Available data:
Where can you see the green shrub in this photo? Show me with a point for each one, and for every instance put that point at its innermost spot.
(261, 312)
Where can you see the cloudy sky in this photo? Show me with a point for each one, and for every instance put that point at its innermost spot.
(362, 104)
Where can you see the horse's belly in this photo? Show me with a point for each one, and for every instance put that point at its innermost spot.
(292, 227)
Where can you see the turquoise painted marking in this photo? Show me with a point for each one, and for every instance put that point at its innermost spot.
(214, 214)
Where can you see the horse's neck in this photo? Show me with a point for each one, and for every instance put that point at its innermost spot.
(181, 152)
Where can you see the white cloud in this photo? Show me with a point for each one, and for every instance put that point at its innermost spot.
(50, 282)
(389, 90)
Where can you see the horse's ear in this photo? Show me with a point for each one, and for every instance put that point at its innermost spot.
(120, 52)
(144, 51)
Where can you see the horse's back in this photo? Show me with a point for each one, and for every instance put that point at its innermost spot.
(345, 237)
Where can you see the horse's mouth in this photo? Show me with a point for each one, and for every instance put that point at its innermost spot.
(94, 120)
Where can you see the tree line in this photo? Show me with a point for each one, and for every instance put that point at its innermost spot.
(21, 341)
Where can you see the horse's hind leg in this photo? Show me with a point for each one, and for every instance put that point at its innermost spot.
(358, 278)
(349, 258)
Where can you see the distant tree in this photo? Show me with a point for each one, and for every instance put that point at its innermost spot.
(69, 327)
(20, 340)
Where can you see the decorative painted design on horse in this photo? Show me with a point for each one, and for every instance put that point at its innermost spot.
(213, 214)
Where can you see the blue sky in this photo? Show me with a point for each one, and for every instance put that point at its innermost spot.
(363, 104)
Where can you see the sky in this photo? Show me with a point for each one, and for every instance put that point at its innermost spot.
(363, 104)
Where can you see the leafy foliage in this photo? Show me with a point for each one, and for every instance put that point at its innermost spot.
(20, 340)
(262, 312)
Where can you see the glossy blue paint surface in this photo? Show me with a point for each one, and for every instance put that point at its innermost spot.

Exercise directions: Revise everything from the line containing "Where can you see the blue" down through the end of the entries, changing "leafy foliage" to "dense foliage" and keeping all else identical. Return only those lines.

Task result:
Where can you see the blue sky in this photo? Show me with a point for each one, and for every instance put that point at its innermost spot.
(363, 104)
Where can you see the sky in this photo? Show me with a point for each one, and for every instance put that point at its innermost spot.
(363, 104)
Where can you see the dense foliage in this photo? Show me with a point for each one, and for every instance put that point at its innermost spot.
(20, 340)
(262, 312)
Where can you see the glossy blue paint surface in this photo? Show me with a point for each one, and for every instance put that point at its innermost spot.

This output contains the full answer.